What you are asked to do:
Can you retype the piece on 35 years of gigs word for word, starting with "I remember leaving" and going on through "a severe itch?"?

Supplied passage:
•••
A Sense Of What’s Real

Brownstown Head
Brownstown Head, Tramore, Co. Waterford – Photo by Michael Dwyer

35 Years Of Gigs

– By Tony Clayton-Lea

35 years? No, don’t be ridiculous! It couldn’t be. It simply couldn’t. Er, actually, hold on a cotton-pickin’ minute, I do believe it is 35 years to the season that I first saw not only my first life-changing gig, but the event that kickstarted a cultural revolution in my head. It was Iggy Pop, in London, at a venue that was then called the Rainbow Theatre but which is now a building belonging to the Brazilian Pentacostalist Universal Church of the Kingdom of God. Not to worry – a religious experience is a religious experience whatever the venue.

Back then, I had short hair, wore straight-legged jeans and Doc Marten boots. NME was my weekly bible of cultural reference points – anything that Charles Shaar Murray, Nick Kent, Tony Parsons or Julie Burchill recommended to read/see/hear I’d do just that. London is a mind-expanding city at any time, of course, but in 1977/78? Well, wasn’t that was a time and a place for a young lad to live in, his head spinning from the amount of music to experience and the sights to see.

Punk rock hadn’t yet leveled out to become a caricature of itself; there were no ostrich-coiffured punks strolling along King’s Road or Camden High Street tapping tourists for money. The music was the thing, and from my experience, at least, it was as close to the real deal anyone from a provincial Irish town could imagine. Seeing Iggy Pop headline in a major London venue at around the time when punk rock was at its most influential seemed just that little bit more exciting. And besides, what wasn’t to love about milling into the tube station at Finsbury Park with several hundred Stooges fans singing Your Pretty Face is Going to Hell?

Fact is, I recall that gig as if it were last night: from the early 70s, Iggy Pop had been given a new lease of life via his friendship with David Bowie, and Pop’s proto-punk band The Stooges had attained an enviable high regard from London’s leading punk rock acts. But it was as much Iggy as the music that the audience was into: I’ve never seen anyone before or since utilise their body as if it were pliable work of art. Bowie’s lyric from the Ziggy Stardust album track, Hang On To Yourself, about moving “like tigers on Vaseline” could have been written about Pop, for he slithered around, prowled, on that stage, barracking and beckoning the crowd to do things that, collectively, an audience really shouldn’t. There is something incredibly compelling about a performer that seems to care little about their physical well being; it’s a car-crash scenario that sucks you in, and when the performer is as fearless as Pop an element of genuine danger gets dragged kicking and screaming into a heady mix that includes potent rock music, stimulants of varying kinds and the sense that all of the audience are misfits or miscreants just like you.

I remember leaving the venue and walking towards the tube station, jostling my way past other fans, and thinking not only how invincible was my belief in the power of brilliant music, but also how invulnerable that belief made me feel. 35 years later I still feel the same (performing pop clowns notwithstanding), but I have often asked myself why is that the case? What is it about the live music experience that continues to scratch at what is clearly a severe itch?
•••
Supplied material:
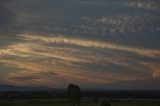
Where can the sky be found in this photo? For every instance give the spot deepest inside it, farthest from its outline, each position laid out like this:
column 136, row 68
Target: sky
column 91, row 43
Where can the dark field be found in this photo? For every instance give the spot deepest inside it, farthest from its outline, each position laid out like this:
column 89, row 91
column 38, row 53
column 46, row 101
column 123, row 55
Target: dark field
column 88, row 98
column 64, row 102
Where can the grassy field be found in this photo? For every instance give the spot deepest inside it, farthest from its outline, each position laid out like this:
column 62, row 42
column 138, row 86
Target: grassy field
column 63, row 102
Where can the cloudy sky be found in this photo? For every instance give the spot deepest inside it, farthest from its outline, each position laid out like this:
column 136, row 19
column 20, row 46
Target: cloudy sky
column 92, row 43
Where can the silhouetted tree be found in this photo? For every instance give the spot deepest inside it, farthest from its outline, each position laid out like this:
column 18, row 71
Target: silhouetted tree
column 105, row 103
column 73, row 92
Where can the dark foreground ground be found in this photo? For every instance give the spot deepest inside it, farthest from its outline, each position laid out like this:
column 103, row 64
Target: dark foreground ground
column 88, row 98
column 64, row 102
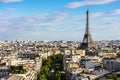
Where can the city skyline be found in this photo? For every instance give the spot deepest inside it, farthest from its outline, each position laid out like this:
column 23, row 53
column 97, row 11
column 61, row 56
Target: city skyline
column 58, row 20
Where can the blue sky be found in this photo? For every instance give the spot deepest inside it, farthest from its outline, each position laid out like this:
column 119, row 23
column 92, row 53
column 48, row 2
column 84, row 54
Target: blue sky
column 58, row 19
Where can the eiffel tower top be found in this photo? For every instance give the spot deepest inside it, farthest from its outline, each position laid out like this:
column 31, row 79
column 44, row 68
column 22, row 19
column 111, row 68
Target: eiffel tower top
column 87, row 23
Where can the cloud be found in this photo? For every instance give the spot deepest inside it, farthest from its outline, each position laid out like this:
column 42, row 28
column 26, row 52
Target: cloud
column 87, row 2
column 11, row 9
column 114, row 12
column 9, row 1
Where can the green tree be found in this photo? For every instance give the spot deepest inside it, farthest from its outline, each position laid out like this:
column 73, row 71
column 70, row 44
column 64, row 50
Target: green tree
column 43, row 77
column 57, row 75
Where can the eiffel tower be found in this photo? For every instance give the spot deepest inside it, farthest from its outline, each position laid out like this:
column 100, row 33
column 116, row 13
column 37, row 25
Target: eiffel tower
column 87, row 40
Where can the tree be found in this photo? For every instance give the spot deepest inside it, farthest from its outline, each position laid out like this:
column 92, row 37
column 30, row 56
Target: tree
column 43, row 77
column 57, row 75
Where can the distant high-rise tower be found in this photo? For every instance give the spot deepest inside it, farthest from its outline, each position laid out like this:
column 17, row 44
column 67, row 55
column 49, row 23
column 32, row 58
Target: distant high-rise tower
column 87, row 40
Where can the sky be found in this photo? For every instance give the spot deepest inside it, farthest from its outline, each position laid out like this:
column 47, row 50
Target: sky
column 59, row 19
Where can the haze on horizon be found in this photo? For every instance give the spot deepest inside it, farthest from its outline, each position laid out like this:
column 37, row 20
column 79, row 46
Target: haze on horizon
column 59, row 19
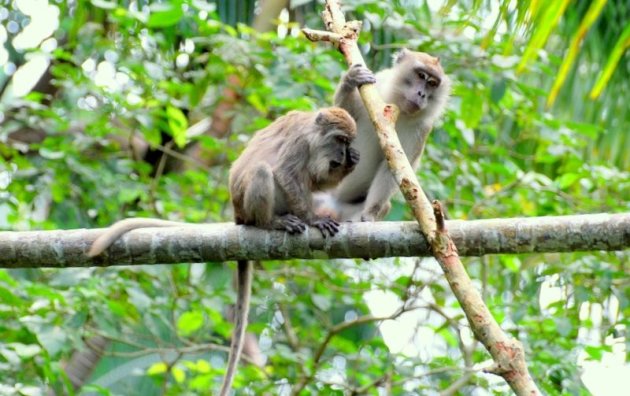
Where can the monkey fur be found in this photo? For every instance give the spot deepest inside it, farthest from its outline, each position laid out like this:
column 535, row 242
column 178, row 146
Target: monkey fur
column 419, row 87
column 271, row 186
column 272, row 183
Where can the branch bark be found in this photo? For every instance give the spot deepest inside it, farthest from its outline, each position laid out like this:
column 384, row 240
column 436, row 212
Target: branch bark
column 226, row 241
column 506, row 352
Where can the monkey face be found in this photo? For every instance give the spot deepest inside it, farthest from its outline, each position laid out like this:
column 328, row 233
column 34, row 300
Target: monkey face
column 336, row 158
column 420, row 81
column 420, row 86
•••
Result of the exercise:
I remember leaving the venue and walking towards the tube station, jostling my way past other fans, and thinking not only how invincible was my belief in the power of brilliant music, but also how invulnerable that belief made me feel. 35 years later I still feel the same (performing pop clowns notwithstanding), but I have often asked myself why is that the case? What is it about the live music experience that continues to scratch at what is clearly a severe itch?